Peter Bell The Third
by [?]

292 one Fleay cj., Rossetti, Forman, Dowden, Woodberry; out 1839, 2nd edition. 500 Betty]Emma 1839, 2nd edition. See letter from Shelley to Ollier, May 14, 1820 (Shelley Memorials, page 139).

(512 Vox populi, vox dei. As Mr. Godwin truly observes of a more famous saying, of some merit as a popular maxim, but totally destitute of philosophical accuracy.–[SHELLEY’S NOTE.])

(534 Quasi, Qui valet verba:–i.e. all the words which have been, are, or may be expended by, for, against, with, or on him. A sufficient proof of the utility of this history. Peter’s progenitor who selected this name seems to have possessed A PURE ANTICIPATED COGNITION of the nature and modesty of this ornament of his posterity.–[SHELLEY’S NOTE.])

602-3 See Editor’s Note.

(583 A famous river in the new Atlantis of the Dynastophylic Pantisocratists.–[SHELLEY’S NOTE.])

(588 See the description of the beautiful colours produced during the agonizing death of a number of trout, in the fourth part of a long poem in blank verse, published within a few years. [“The Excursion”, 8 2 568-71.–Ed.] That poem contains curious evidence of the gradual hardening of a strong but circumscribed sensibility, of the perversion of a penetrating but panic-stricken understanding. The author might have derived a lesson which he had probably forgotten from these sweet and sublime verses:

‘This lesson, Shepherd, let us two divide,
Taught both by what she (Nature) shows and what conceals,
Never to blend our pleasure or our pride
With sorrow of the meanest thing that feels.’–[SHELLEY’S NOTE.])
▬▬▬
→ **APPLY WHAT YOU READ**:
**a)** In the notes on Peter Bell the Third, what date is given for the letter from Shelley to Ollier?
**b)** Retype the passage of the notes on Peter Bell the Third between "292 one Fleay" and "philosophical accuracy.–[SHELLEY’S NOTE.])", inclusive.
Rely only on the notes on Peter Bell the Third for your answers.

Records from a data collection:
▬▬▬
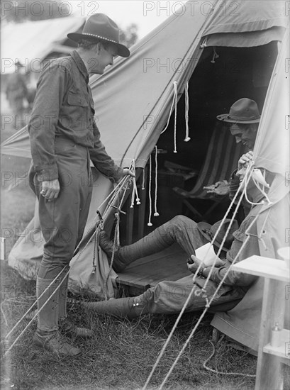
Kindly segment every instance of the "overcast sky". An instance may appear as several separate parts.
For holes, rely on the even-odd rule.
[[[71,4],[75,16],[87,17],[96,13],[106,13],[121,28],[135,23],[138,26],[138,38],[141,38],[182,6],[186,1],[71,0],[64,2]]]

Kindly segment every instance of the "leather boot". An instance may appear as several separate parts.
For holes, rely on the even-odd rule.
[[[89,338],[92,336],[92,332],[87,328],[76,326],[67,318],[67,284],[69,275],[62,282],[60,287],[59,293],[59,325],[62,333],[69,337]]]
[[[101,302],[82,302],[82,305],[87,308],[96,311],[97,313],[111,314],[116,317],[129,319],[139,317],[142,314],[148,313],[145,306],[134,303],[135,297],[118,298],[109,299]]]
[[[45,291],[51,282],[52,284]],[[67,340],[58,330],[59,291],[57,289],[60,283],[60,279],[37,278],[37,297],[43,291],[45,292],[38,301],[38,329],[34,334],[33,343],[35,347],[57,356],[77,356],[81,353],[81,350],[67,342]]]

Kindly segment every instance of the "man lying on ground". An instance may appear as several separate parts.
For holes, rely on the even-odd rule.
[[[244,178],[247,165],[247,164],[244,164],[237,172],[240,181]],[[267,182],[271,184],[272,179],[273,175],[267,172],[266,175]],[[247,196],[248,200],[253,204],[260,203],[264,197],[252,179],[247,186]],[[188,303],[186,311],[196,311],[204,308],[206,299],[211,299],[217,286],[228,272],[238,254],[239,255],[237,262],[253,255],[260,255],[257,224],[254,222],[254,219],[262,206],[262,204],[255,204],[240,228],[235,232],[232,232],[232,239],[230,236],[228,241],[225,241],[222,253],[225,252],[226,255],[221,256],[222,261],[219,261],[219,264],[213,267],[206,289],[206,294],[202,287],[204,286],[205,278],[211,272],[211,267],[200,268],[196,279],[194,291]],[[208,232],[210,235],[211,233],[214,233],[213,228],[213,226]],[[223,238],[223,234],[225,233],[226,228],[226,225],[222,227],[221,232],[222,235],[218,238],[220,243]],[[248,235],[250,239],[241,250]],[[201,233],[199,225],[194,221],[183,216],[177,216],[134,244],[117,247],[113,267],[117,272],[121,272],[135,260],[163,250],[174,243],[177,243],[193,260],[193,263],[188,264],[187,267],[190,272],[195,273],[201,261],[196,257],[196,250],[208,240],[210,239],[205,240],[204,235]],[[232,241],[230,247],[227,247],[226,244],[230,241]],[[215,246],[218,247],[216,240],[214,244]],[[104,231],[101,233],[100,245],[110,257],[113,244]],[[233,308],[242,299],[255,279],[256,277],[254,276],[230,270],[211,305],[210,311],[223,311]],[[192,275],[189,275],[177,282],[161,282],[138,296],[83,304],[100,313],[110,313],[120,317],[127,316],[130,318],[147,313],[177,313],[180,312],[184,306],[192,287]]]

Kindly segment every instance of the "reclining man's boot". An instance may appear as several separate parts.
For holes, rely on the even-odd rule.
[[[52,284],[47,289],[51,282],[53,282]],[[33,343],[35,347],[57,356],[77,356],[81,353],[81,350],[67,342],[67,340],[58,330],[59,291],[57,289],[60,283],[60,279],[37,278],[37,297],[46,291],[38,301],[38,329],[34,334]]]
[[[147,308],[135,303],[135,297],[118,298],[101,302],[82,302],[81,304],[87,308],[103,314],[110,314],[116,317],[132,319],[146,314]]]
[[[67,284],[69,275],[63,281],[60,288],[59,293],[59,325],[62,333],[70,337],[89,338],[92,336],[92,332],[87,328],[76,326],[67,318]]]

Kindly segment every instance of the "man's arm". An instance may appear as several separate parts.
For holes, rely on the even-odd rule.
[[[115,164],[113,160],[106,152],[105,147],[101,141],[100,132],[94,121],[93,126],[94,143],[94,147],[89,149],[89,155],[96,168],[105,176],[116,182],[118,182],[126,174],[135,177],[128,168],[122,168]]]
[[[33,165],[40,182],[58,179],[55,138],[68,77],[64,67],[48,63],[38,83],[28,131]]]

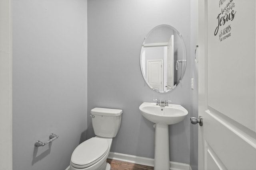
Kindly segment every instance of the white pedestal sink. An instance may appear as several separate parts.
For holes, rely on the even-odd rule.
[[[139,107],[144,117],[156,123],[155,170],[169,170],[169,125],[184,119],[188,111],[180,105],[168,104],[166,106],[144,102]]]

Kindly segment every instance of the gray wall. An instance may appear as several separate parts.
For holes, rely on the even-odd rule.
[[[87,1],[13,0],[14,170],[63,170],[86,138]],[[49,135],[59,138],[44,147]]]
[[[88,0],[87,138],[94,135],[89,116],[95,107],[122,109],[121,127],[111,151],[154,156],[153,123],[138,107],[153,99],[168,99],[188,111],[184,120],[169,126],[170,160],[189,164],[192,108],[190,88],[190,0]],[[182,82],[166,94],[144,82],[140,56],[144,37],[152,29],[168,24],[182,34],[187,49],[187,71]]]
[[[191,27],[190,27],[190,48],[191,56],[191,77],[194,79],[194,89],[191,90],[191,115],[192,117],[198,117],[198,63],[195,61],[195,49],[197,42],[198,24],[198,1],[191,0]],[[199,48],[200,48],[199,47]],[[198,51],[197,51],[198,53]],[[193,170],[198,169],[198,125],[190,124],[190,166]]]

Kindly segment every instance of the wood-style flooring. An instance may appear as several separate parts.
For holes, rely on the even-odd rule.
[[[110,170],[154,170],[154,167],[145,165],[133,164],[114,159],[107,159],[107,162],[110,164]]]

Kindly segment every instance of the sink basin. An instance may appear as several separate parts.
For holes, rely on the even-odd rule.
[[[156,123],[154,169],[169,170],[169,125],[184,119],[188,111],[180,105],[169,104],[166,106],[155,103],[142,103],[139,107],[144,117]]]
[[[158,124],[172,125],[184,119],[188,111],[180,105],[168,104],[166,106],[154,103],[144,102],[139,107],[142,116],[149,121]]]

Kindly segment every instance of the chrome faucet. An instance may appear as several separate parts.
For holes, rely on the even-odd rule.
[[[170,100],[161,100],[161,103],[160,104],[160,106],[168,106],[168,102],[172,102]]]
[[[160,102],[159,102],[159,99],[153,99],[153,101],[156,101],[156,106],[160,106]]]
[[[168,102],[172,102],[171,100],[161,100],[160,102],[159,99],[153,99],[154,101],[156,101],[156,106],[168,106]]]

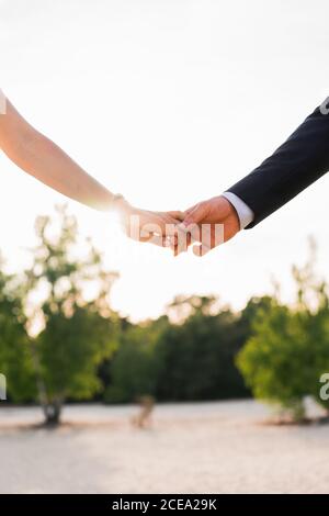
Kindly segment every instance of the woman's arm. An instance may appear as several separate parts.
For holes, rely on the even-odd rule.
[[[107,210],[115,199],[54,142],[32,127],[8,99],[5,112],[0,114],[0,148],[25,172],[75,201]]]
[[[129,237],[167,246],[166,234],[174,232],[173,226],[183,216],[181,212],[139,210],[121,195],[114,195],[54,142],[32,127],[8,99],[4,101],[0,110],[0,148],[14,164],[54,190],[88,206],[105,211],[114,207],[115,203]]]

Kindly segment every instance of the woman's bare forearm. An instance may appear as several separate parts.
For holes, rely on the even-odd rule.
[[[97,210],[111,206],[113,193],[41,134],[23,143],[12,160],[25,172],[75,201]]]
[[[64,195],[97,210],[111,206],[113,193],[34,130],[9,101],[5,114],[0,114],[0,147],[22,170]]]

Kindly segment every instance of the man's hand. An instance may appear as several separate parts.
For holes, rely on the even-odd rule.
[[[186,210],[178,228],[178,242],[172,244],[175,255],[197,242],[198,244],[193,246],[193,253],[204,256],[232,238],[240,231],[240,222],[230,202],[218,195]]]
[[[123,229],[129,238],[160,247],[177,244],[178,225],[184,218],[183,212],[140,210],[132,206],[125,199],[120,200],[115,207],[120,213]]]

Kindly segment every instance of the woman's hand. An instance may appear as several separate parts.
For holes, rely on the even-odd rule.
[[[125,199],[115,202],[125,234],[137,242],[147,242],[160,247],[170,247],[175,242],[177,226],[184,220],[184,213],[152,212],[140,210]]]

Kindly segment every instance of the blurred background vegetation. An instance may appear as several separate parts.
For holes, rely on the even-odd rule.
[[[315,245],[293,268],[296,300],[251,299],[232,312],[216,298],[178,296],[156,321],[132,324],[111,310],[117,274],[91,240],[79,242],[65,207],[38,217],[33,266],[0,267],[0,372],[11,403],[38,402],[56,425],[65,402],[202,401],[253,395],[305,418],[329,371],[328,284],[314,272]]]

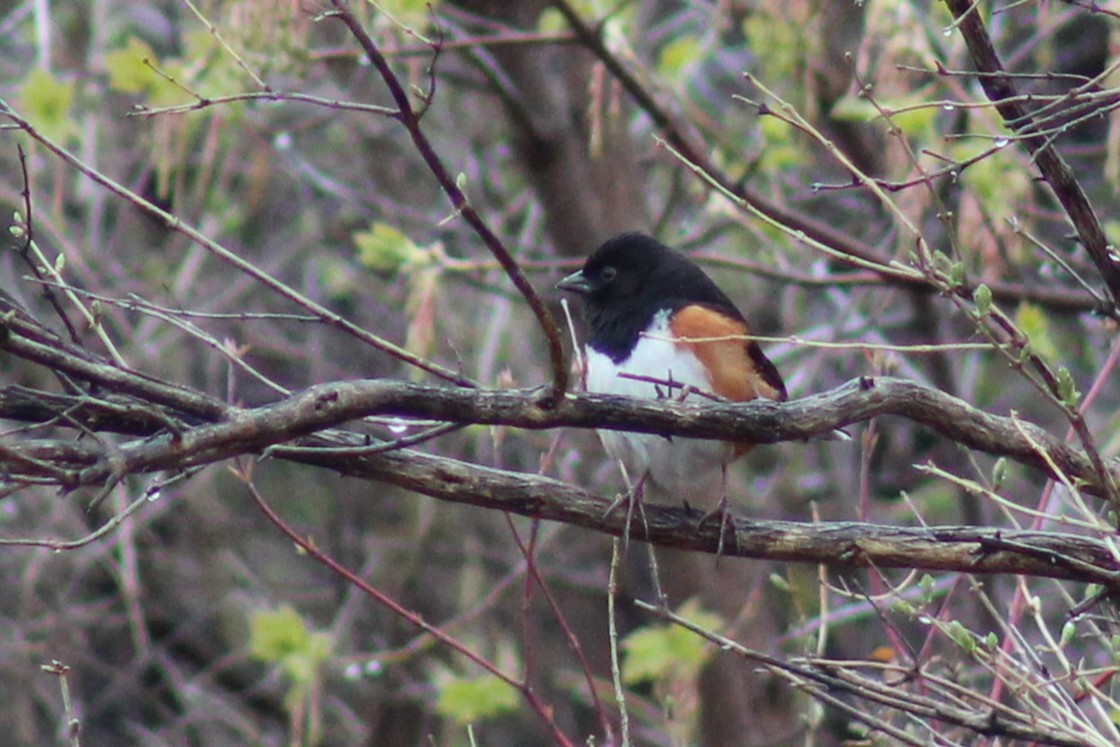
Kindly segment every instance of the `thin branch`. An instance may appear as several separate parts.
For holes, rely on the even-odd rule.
▬▬▬
→ **ANSWERS BY ITEM NUMBER**:
**a)** May 14, 1820

**b)**
292 one Fleay cj., Rossetti, Forman, Dowden, Woodberry; out 1839, 2nd edition. 500 Betty]Emma 1839, 2nd edition. See letter from Shelley to Ollier, May 14, 1820 (Shelley Memorials, page 139).

(512 Vox populi, vox dei. As Mr. Godwin truly observes of a more famous saying, of some merit as a popular maxim, but totally destitute of philosophical accuracy.–[SHELLEY’S NOTE.])